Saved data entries
▬▬▬
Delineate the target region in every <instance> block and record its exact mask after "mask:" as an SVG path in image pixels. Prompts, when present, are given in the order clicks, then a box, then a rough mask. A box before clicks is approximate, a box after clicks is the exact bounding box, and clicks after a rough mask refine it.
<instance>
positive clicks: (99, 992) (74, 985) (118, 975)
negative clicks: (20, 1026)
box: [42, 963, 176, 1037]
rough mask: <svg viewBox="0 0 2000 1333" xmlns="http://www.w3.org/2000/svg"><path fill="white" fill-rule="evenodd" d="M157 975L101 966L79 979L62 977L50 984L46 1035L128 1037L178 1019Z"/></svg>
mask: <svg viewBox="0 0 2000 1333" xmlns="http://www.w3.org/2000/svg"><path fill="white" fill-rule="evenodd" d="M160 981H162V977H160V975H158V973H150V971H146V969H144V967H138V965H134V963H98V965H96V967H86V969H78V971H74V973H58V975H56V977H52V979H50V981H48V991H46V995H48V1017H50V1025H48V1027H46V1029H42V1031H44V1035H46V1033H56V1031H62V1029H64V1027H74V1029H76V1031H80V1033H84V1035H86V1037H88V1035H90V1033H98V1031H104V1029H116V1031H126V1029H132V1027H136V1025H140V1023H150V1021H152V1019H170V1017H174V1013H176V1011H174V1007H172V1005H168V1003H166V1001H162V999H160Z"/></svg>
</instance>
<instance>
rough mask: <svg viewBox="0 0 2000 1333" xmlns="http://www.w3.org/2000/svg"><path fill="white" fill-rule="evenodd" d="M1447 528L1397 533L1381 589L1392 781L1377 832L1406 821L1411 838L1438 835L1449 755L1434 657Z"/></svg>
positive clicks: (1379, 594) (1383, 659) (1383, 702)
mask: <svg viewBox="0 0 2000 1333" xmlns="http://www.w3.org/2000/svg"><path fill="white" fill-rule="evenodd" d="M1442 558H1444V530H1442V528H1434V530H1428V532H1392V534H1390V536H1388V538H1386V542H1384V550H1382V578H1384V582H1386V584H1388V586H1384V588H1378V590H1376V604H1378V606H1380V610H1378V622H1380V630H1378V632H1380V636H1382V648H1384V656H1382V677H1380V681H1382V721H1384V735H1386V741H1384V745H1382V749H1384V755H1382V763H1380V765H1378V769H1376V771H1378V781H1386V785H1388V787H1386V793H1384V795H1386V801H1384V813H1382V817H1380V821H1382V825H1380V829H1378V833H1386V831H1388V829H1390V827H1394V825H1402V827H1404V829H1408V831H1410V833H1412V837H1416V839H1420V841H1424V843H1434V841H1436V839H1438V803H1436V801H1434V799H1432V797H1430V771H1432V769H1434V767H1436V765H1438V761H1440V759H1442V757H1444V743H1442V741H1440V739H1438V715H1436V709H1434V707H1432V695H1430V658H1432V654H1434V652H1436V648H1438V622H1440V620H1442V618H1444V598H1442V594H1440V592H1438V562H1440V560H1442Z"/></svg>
▬▬▬
• **TASK TO COMPLETE**
Update the records so that every occurrence of "positive clicks" reads "foreground clicks", and leave all other text unchanged.

• **PROBLEM SOLUTION**
Delineate the target region in every <instance> block and record its exact mask after "mask:" as an SVG path in image pixels. Prompts, when present, are given in the order clicks, then a box, then a rough mask. A box before clicks is approximate, a box after clicks is the exact bounding box, and clicks after a rough mask refine it.
<instance>
foreground clicks: (99, 992) (74, 985) (118, 975)
negative clicks: (20, 1026)
box: [42, 963, 176, 1037]
rough mask: <svg viewBox="0 0 2000 1333" xmlns="http://www.w3.org/2000/svg"><path fill="white" fill-rule="evenodd" d="M157 975L101 966L79 979L62 977L50 984L46 1035L128 1037L178 1019Z"/></svg>
mask: <svg viewBox="0 0 2000 1333" xmlns="http://www.w3.org/2000/svg"><path fill="white" fill-rule="evenodd" d="M160 981H162V977H160V975H158V973H150V971H146V969H144V967H138V965H134V963H98V965H96V967H86V969H78V971H74V973H58V975H56V977H52V979H50V981H48V991H46V995H48V1017H50V1025H48V1027H46V1029H42V1031H44V1035H46V1033H56V1031H62V1029H64V1027H74V1029H76V1031H80V1033H84V1035H86V1037H88V1035H90V1033H98V1031H104V1029H116V1031H126V1029H132V1027H136V1025H140V1023H150V1021H152V1019H170V1017H174V1013H176V1011H174V1007H172V1005H168V1003H166V1001H162V999H160Z"/></svg>
</instance>
<instance>
rough mask: <svg viewBox="0 0 2000 1333" xmlns="http://www.w3.org/2000/svg"><path fill="white" fill-rule="evenodd" d="M1447 528L1397 533L1381 589L1392 781L1377 832L1406 821L1411 838L1438 835L1449 755L1434 657Z"/></svg>
foreground clicks: (1379, 594) (1383, 659) (1383, 702)
mask: <svg viewBox="0 0 2000 1333" xmlns="http://www.w3.org/2000/svg"><path fill="white" fill-rule="evenodd" d="M1442 558H1444V530H1442V528H1434V530H1428V532H1392V534H1390V536H1388V538H1386V542H1384V550H1382V578H1384V582H1386V584H1388V586H1384V588H1378V590H1376V604H1378V606H1380V610H1378V622H1380V630H1378V632H1380V636H1382V648H1384V656H1382V677H1380V681H1382V721H1384V735H1386V741H1384V745H1382V749H1384V755H1382V763H1380V765H1378V769H1376V771H1378V781H1386V785H1388V787H1386V793H1384V795H1386V801H1384V813H1382V817H1380V821H1382V825H1380V829H1378V833H1386V831H1388V829H1390V827H1394V825H1402V827H1404V829H1408V831H1410V833H1412V837H1416V839H1420V841H1424V843H1434V841H1436V839H1438V803H1436V801H1434V799H1432V797H1430V771H1432V769H1434V767H1436V765H1438V761H1440V759H1442V757H1444V743H1442V741H1440V739H1438V715H1436V709H1434V707H1432V695H1430V658H1432V654H1434V652H1436V648H1438V622H1440V620H1442V618H1444V598H1442V594H1440V592H1438V562H1440V560H1442Z"/></svg>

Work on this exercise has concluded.